**Görev A:**
Aşağıdaki girdilerin hepsini, "green painted trim" ifadesinin yerine "blue painted trim" koyarak yeniden yaz. Geri kalan her şey aynı kalsın.
**Görev B:**
Ebû Leheb sûresinin tefsirini anlatan aşağıdaki metne, son cümlesinden sonrasını yazarak devam et.

**Metin Bölümü:**
++++++++
Download
MÂNÂSI
Ebû
Leheb'in iki eli kurudu, kendisi de (helâk oldu!). Ne malı fayda verdi
ona, ne de kazandığı. O, (dünyada benzeri görülmemiş) bir alevli ateşe
yaslanacak. Gerdanında hurma liflerinden bükülmüş bir iple odun taşıyan
karısı da!
Tefsir - Bu sûrede bahis konusu Ebû Leheb,
Peygamberimizin öz amcasıdır. Fakat ne yazık ki bu, İslâm'ın en azılı
düşmanlarından idi. Peygamber Efendimiz, yakınlarını İslâm'a dâvet
etmek, İslâm'ın esaslarını onlara anlatmak üzere Allâh'tan emir aldığı
zaman hepsini bir yere topladı ve onlara "kendisini nasıl bildiklerini,
söyleyeceği şeye inanıp inanmıyacaklarını" sordu. Onlar da: "Seni çok
doğru ve emin biliriz, ne söylersen doğru söylersin" dediler. Bunun
üzerine Peygamber Efendimiz: "Biliniz ki Allah beni size elçi gönderdi,
en yakınlarıma kendi emirlerini söylememi ve dinlemiyenleri, âhiretin
azâbı ile korkutmamı emir buyurdu. Geliniz, evvelâ Allâh'ın birliğine,
Ondan başka İlâh olmadığına ve benim hak Peygamber olduğuma ve âhiret
gününe îman ediniz. Putlardan yüz çeviriniz. Böylece îman ederseniz
selâmete erersiniz, kurtulursunuz. Allâh'ı bırakıp da, birçok tanrılara
ve putlara tapmak insanlığı alçaltmaktan, varlığını süflîleştirmekten
başka bir şey değildir. İnsan yalnız Yaradana tapar, yalnız O'ndan
yardım ister. Eğer böyle yapmaz ve beni dinlemezseniz sizin için
Allâh'ın azabından kurtuluş yoktur" dedi.
++++++++
**Verilen Bilgiler:**
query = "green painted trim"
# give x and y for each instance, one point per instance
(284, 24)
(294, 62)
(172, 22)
++++++++
**Alıştırma Çıktısı A:**
query = "blue painted trim"
# give x and y for each instance, one point per instance
(284, 24)
(294, 62)
(172, 22)

**Alıştırma Çıktısı B:**
Peygamber
Efendimizin öz amcası Ebû Leheb de bu toplantıda hazır bulunuyordu.
Kendisi çok müteassıp bir müşrik ve putperest idi. Peygamber
Efendimizin bu öğütlerini işitir işitmez, son derece öfkelendi ve ayağa
kalkalarak "Yuh sana, bizi bunun için mi topladın?" dedi ve orada
bulunan cemaati dağıttı; hepsini Peygamberin aleyhine kışkırttı; Kureyş
kavmini ondan soğuttu. Bu kadarla da kalmıyarak ondan sonra da, bir
taraftan kendisi, bir taraftan karısı var kuvvetleriyle müslümanlar
aleyhine çalışmaya başladılar. Peygambere yardım edeceği yerde O'nun
aleyhinde fitne ve fesat ateşini alevlendirmek için ne lâzımsa
yaptılar. Sihirbaz olduğunu, deli olduğunu söylediler. Böylece İslâm'ın
yayılmasına, karanlıklar içinde gidecek bir yol arayan insanların doğru
yolu tutup gitmelerine engel olmaya çalıştılar. Hele Peygamberin
şahsına ve müslüman olanlara ne eziyetler yaptılar!..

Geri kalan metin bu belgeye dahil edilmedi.